## WORK TO COMPLETE:
Work out how many lines of the listing below mention the word "Reviewer", and give only that figure.

## EXERCISE INPUTS:

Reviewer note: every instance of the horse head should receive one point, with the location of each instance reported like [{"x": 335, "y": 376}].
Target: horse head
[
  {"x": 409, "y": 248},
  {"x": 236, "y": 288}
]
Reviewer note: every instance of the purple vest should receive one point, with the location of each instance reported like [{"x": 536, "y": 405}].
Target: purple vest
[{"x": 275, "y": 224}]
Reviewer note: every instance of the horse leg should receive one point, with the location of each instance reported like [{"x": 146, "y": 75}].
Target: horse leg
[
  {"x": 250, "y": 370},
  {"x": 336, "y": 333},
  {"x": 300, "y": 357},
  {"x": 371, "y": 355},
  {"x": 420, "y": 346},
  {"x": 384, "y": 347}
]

## ANSWER TO THE PROBLEM:
3